** Work instructions **
Your copy of the data should match it exactly, leaving out only the pictures.

Data extracted from a collection
▼

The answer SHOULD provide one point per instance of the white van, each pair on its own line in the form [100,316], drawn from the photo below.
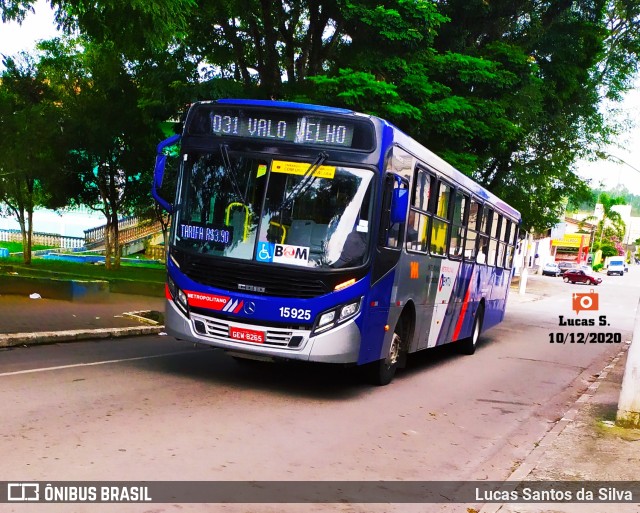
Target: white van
[616,265]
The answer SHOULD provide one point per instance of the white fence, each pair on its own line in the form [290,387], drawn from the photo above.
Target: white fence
[45,239]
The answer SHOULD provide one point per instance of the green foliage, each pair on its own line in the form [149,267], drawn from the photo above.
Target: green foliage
[507,91]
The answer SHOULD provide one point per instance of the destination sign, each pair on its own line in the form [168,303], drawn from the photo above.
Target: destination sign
[282,126]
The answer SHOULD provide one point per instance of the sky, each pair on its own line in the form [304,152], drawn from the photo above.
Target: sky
[622,168]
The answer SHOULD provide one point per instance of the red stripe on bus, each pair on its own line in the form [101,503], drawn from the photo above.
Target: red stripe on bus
[465,303]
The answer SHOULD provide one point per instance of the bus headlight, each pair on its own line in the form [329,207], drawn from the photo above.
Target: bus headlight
[332,318]
[182,300]
[178,295]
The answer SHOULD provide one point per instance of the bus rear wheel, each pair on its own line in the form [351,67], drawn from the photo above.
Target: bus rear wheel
[381,373]
[468,345]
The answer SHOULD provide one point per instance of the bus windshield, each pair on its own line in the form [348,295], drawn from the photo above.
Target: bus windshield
[273,211]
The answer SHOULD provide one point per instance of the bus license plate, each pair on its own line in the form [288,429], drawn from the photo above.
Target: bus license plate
[246,335]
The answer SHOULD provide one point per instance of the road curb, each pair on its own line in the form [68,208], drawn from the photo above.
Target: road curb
[52,337]
[534,457]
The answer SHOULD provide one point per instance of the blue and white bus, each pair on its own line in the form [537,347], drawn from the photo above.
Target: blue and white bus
[303,232]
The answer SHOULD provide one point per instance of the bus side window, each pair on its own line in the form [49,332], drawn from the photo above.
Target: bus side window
[470,244]
[458,229]
[440,223]
[390,233]
[483,236]
[419,212]
[510,244]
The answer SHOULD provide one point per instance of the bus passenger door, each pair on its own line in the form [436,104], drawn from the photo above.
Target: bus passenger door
[383,289]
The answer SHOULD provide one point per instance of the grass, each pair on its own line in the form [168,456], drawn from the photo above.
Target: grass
[16,247]
[151,272]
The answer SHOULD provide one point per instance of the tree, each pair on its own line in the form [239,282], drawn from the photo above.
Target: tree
[30,116]
[110,139]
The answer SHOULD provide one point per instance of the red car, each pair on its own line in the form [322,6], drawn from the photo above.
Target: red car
[580,276]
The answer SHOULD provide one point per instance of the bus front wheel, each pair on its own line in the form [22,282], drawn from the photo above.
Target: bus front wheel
[468,345]
[383,371]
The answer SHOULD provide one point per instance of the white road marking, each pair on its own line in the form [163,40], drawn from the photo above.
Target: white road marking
[105,362]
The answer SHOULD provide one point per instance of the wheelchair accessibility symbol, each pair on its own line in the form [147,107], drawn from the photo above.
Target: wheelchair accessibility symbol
[265,252]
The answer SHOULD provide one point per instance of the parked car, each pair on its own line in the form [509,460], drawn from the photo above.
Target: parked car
[551,269]
[566,266]
[580,276]
[616,267]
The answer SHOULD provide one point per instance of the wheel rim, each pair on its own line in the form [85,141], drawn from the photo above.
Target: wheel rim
[476,332]
[394,351]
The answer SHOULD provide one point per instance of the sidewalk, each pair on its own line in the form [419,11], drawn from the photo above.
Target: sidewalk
[28,321]
[585,445]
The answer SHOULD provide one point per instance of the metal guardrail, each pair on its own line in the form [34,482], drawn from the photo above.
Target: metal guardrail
[45,239]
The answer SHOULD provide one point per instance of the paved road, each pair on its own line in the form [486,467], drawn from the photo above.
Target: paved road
[157,409]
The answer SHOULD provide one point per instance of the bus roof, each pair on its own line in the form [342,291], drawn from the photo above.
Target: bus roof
[399,137]
[285,105]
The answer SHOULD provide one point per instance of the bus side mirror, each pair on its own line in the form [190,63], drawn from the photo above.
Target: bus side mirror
[158,172]
[399,205]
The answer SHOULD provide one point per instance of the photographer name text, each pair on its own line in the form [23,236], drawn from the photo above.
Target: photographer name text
[604,494]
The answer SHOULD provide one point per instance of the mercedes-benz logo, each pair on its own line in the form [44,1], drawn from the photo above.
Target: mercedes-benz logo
[249,308]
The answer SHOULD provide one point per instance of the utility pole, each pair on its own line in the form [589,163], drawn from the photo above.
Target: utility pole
[524,270]
[629,402]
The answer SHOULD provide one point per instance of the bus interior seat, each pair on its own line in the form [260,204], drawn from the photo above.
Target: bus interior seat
[237,223]
[307,233]
[299,234]
[318,236]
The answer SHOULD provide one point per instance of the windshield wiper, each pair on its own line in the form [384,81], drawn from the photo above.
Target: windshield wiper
[306,182]
[226,163]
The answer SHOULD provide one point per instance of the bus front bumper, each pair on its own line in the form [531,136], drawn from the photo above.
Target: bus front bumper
[340,345]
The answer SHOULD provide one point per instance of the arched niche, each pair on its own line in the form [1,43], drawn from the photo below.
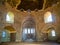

▲

** Completed task **
The answer SHOULD provide one point per instance of the white van, each pair on its own line in the form [100,316], drawn from the photo below.
Target: white van
[616,265]
The answer SHOULD provide one point per instance of the white fence, each pair on its own line in the form [290,387], drawn from the photo above.
Target: white fence
[45,239]
The answer SHOULD provide one point per instance of the green foliage, each pair on its own line in the form [149,267], drawn from the photo above.
Target: green foliage
[507,91]
The answer SHOULD provide one point per instance of the destination sign, each pair on its own line in the form [168,303], drawn from the photo above.
Target: destination sign
[282,126]
The answer SHOULD provide one point per instance of the sky, each pair on its own line in the form [304,152], drawn from the photo above.
Target: sky
[622,168]
The answer SHOULD provide one point per instance of the red stripe on bus, each pair on its own line in the form [101,503], drawn from the photo above.
Target: red stripe on bus
[465,303]
The answer SHOULD provide one point per instance of the bus headlight, each pair on its own line in the form [329,207], drawn from the photo above.
Target: bus headlight
[332,318]
[182,300]
[178,295]
The answer SHOULD provide one point per instance of the bus rear wheel, each pair on its own line in the form [351,67], drawn from the photo above.
Target: bus rear wheel
[381,373]
[468,345]
The answer SHOULD provide one point per instance of the bus windshield, each pair on its own line in the form [348,295], drawn from the photo above.
Target: bus windshield
[273,211]
The answer SHOULD provide one point per instance of the bus license plate, each pair on its own line in the form [288,429], drawn from the photo above.
Target: bus license plate
[246,335]
The answer SHOULD provide one point per instance of the road curb, each pair on its own line in the form [68,208], drawn from the photo above.
Target: road curb
[52,337]
[534,457]
The answer SHOULD provide one point per instance of the blue and white bus, each pair on its own line in the form [537,347], drawn from the photo above.
Target: blue and white bus
[303,232]
The answer SHOULD provide one point per instance of the bus side window, each pair on its own line in the form [49,332], drawn from the photo above.
Target: bus side window
[470,244]
[458,229]
[440,223]
[390,233]
[483,236]
[419,212]
[510,244]
The answer SHOULD provide one point per instance of the bus passenger door, each pair on its own line in the form [436,104], drawn from the photo above.
Target: bus passenger door
[383,289]
The answer SHOULD provide one point per instance of the grass, each pair on its own line in the form [168,456], drawn from the photo above.
Target: grass
[16,247]
[151,272]
The answer SHOULD provide one point per instance of the tree, each pair on its own line in the form [239,282], drawn from the photo above.
Target: tree
[30,116]
[110,139]
The answer SHOULD provide one point per instance of the red car, each pair on its own line in the form [322,6], drawn from the photo above.
Target: red car
[580,276]
The answer SHOULD provide one point per instance of the bus front wheel, each pair on its own line in the form [22,282], drawn from the photo above.
Target: bus front wheel
[468,345]
[383,371]
The answer SHOULD provide one point per instance of the white road marking, each pair on its own line in the form [163,40], drawn from the photo above.
Target: white road marking
[105,362]
The answer SHOULD provide one point per instance of the wheelchair accessibility symbol, each pair on its own line in the form [147,107], drawn from the photo above.
Target: wheelchair accessibility symbol
[265,252]
The answer SHOULD provide one point per instance of the parked car, each pair on its own line in the form [509,460], drawn from the photo above.
Target: parked car
[551,269]
[566,266]
[580,276]
[616,267]
The answer SHOULD provide one point per instance of the wheel rim, each pair on its own line in the form [85,141], drawn from the photo above.
Target: wheel rim
[476,332]
[394,351]
The answer SHOULD provide one point per instance of the sidewalk, each pair on its own line in the form [419,11], drawn from the photo above.
Target: sidewalk
[28,321]
[585,445]
The answer SHOULD provide one point per instance of the metal guardrail, each pair on its own line in the form [34,482], drawn from the photo above.
Target: metal guardrail
[45,239]
The answer SHOULD provide one point per instance of the paved road, each pair on its own line in the form [486,467], drawn from the photo above.
Target: paved road
[157,409]
The answer SHOULD provide one point per instance of the bus roof, each pair on its own line in the form [342,291], drawn from the photo above.
Target: bus roof
[399,137]
[285,105]
The answer SHOULD provide one point per instance of the bus side mirror, each pair on its own line in the form [190,63], drawn from the photo above.
Target: bus side mirror
[158,172]
[399,205]
The answer SHOULD provide one point per instance of the photographer name text, each pair on its own line in the form [23,236], drawn from the photo above.
Target: photographer name text
[604,494]
The answer SHOULD provide one point per instance of the mercedes-benz logo, each pair on its own line in the form [44,1], drawn from the photo above.
Target: mercedes-benz logo
[249,308]
The answer SHOULD provide one point per instance of the utility pole, each pair on its own line in the form [589,163], drawn from the photo above.
Target: utility pole
[524,270]
[629,402]
The answer SHOULD provide one point per instance of the bus interior seat, each pair on its own line in the form [260,204], drawn from the photo above.
Target: bus interior seat
[237,223]
[307,233]
[299,234]
[318,236]
The answer SHOULD provide one point per instance of the windshield wiper, each pair on its own line in the form [384,81], drawn from the photo above.
Target: windshield wiper
[306,182]
[226,163]
The answer SHOULD provide one point per instance of the bus front bumper, each pair on its own line in the form [531,136], drawn from the photo above.
Target: bus front bumper
[340,345]
The answer SHOULD provide one point per instance of the arched niche, each pair on its own line in the form [1,43], drawn from the photo below.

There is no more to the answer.